Scene e costumi : Gaetano Pompa
Direttore : Gianandrea Gavazzeni


Da “Il giorno” del 26 novembre 1970

“La rappresentazione di “Elisabetta regina d’Inghilterra” può essere una grossa sorpresa, una sorpresa per tutti coloro che non l’hanno mai ascoltata e nello stesso tempo motivo di rimorso per noi che non l’abbiamo fatta. Da parte mia ne sono entusiasta. Ritengo che l’opera avrà una certa ripercussione se non altro per la musica”. Così si è espresso il maestro Nino Sanzogno sul “dramma in musica” di Rossini che dovrebbe dirigere (scioperi delle masse permettendo) domani sera in occasione dell’apertura della stagione lirica 1970-71 del Teatro Massimo di Palermo. E’ la prima volta in questo secolo che l’opera viene rappresentata in Italia. Rossini la scrisse nel 1815 per il San Carlo di Napoli. In occasione della prima, anzi, la parte della protagonista fu interpretata da Isabella Colbran, il celebre soprano del tempo che doveva poi diventare la sposa del maestro.[…] Il musicologo Rognoni, in un suo libro dedicato a Rossini, sostiene che l’opera “costituisce un radicale rinnovamento del linguaggio drammatico musicale: essa preannuncia i tempi nuovi, incontro ai quali Rossini procede, suo malgrado, bruciando in continua reazione con se stesso e col futuro una esperienza che avrebbe nutrito un intero secolo”.

——

Consegna:
Elenca tutte le persone citate per nome nell'articolo, escludendo i titoli di opere.

——

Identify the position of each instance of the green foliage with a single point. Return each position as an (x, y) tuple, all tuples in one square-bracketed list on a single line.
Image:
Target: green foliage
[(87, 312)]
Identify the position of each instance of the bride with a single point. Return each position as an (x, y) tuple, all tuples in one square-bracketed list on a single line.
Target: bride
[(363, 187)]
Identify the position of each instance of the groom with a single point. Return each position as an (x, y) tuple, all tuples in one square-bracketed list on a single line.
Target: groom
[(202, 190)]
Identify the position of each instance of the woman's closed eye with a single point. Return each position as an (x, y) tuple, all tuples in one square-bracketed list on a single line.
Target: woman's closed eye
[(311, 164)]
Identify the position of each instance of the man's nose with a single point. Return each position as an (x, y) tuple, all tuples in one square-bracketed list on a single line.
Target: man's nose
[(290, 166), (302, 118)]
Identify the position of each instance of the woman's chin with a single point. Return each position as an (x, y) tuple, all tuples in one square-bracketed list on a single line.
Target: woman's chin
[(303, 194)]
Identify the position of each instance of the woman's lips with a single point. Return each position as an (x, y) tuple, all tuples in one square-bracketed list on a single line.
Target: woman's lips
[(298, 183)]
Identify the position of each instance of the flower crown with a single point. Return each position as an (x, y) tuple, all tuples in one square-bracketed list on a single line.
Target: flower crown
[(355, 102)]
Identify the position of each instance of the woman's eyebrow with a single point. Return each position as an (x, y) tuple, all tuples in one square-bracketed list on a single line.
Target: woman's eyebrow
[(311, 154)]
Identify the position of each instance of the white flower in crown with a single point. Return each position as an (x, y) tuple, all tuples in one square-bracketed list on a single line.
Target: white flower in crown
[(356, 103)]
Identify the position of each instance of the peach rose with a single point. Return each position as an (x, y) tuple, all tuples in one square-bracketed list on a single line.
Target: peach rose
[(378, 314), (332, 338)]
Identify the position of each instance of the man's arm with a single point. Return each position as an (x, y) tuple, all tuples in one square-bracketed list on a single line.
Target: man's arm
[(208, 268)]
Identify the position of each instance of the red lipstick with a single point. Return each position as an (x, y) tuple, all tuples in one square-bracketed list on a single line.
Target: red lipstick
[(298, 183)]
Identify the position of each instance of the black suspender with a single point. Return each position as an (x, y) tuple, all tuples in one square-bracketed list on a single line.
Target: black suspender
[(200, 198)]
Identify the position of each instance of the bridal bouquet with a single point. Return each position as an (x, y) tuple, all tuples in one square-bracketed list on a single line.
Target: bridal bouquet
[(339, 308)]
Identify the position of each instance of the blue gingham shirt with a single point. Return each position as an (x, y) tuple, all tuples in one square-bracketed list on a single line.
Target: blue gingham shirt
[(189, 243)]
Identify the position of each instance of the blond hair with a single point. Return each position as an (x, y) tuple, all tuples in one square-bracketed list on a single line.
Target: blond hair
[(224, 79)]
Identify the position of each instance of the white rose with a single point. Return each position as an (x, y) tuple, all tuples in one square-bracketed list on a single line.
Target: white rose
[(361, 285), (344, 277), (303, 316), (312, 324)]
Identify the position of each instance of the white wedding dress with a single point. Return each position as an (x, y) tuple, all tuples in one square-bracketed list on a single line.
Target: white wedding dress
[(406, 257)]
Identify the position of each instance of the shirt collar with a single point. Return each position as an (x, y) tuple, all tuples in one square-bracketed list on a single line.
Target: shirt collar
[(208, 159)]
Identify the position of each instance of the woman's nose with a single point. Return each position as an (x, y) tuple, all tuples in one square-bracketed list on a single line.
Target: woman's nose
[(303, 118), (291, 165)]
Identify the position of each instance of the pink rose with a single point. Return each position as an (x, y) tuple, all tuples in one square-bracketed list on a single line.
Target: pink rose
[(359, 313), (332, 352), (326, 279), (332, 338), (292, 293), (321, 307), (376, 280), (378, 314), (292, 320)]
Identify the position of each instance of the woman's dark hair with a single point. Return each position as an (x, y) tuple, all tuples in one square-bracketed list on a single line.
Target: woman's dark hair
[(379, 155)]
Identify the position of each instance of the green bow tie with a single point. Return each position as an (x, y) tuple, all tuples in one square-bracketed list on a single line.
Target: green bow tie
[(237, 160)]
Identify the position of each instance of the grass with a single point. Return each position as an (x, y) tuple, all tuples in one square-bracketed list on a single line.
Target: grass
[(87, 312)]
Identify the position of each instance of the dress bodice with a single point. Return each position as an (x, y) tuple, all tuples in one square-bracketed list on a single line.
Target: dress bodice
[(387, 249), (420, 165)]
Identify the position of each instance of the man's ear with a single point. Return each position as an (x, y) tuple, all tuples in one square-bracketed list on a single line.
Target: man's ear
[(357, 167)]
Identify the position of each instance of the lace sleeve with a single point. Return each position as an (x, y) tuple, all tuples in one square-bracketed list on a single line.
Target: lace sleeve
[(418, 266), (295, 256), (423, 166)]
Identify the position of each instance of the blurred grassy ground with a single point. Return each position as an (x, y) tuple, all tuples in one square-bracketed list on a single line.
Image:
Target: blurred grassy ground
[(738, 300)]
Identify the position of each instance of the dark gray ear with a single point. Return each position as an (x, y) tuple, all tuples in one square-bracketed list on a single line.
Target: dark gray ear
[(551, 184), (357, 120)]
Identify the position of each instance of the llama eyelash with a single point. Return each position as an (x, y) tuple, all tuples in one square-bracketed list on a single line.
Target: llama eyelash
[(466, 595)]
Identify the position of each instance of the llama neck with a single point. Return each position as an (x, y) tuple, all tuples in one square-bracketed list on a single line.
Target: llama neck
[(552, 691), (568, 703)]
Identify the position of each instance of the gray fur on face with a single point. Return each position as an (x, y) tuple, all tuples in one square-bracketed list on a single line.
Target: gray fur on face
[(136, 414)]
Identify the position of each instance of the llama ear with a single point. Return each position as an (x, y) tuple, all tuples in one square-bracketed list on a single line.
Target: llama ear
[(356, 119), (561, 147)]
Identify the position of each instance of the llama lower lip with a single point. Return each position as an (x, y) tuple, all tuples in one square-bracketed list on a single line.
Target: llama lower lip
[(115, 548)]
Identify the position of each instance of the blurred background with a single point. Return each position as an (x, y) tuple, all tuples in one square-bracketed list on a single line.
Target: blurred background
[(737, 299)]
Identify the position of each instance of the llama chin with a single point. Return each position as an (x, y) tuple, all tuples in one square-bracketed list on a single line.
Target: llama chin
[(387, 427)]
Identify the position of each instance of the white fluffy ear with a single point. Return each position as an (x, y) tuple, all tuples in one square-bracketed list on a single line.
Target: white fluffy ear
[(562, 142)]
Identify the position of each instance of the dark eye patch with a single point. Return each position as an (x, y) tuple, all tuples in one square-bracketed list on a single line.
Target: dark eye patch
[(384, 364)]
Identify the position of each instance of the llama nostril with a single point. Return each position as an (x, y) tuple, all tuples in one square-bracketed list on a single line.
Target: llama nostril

——

Risposta completa:
- Gaetano Pompa
- Gianandrea Gavazzeni
- Nino Sanzogno
- Rossini
- Isabella Colbran
- Rognoni